### INPUT
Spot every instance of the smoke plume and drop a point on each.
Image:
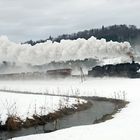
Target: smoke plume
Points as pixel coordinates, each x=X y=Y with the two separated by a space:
x=65 y=50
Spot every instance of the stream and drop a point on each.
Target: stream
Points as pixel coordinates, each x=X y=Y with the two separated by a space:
x=86 y=117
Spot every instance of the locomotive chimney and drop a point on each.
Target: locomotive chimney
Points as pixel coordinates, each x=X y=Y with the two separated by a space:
x=131 y=56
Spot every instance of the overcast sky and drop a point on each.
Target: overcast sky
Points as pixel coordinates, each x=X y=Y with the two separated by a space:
x=22 y=20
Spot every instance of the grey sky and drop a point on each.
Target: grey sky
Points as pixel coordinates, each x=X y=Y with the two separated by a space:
x=22 y=20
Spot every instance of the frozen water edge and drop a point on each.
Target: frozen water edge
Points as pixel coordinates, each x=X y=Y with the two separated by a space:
x=125 y=125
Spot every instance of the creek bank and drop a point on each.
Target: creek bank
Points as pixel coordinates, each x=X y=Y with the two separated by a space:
x=14 y=123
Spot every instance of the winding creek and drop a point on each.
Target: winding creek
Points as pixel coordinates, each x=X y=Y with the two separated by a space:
x=98 y=109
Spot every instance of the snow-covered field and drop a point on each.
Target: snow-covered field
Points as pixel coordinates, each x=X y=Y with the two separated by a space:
x=23 y=105
x=125 y=125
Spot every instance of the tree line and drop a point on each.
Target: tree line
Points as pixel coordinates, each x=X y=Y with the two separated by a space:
x=118 y=33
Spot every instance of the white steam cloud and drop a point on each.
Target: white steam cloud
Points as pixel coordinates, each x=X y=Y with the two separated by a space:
x=65 y=50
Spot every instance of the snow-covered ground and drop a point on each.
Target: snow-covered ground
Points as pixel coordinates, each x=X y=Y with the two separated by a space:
x=125 y=125
x=23 y=105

### DO THIS
Reproduce all the items above with "drop a point" swapped for "place a marker" wherever it occurs and everything else unchanged, omitting the pictures.

### FULL SOLUTION
Spot every instance of the smoke plume and place a marker on each.
Image:
Target: smoke plume
Points as pixel coordinates, each x=X y=Y with the two separated by a space:
x=65 y=50
Spot every instance of the stream and place a marker on each.
Target: stream
Points as pixel coordinates, each x=X y=Y with the two separated by a space:
x=86 y=117
Spot every instance of the locomotive chimney and place a marker on each.
Target: locomotive chimney
Points as pixel coordinates, each x=X y=Y with the two separated by a space:
x=131 y=56
Spot every instance of the overcast sky and place a marker on each.
Target: overcast sky
Points as pixel coordinates, each x=X y=Y with the two separated by a space:
x=22 y=20
Spot every instance of the grey sky and place a marker on each.
Target: grey sky
Points as pixel coordinates, each x=X y=Y with the two separated by a space:
x=22 y=20
Spot every instance of the frozen water edge and place a marker on each.
Target: frozen water edge
Points as pixel coordinates, each x=X y=Y with the two separated by a space:
x=125 y=125
Spot every instance of the creek bank and place a marker on each.
Target: creek bank
Points as pixel coordinates, each x=X y=Y with the two separated by a space:
x=14 y=123
Spot every instance of the winding creek and place a marker on each.
Target: winding creek
Points as pixel coordinates, each x=X y=Y with the two separated by a space:
x=98 y=109
Spot every instance of the snow-covered field and place a marker on each.
Target: snow-covered field
Points as pixel coordinates, each x=X y=Y with the two separated by a space:
x=23 y=105
x=125 y=125
Spot every instance of the tree line and place a marker on each.
Target: tree line
Points as pixel coordinates, each x=X y=Y with the two separated by a space:
x=118 y=33
Spot every instance of the white steam cloud and place a marker on each.
Target: white steam cloud
Points as pixel coordinates, each x=X y=Y with the two separated by a space:
x=65 y=50
Spot every instance of the snow-covered ground and place a marker on each.
Target: snow-covered ground
Points as pixel coordinates, each x=X y=Y with the two separated by a space:
x=125 y=125
x=23 y=105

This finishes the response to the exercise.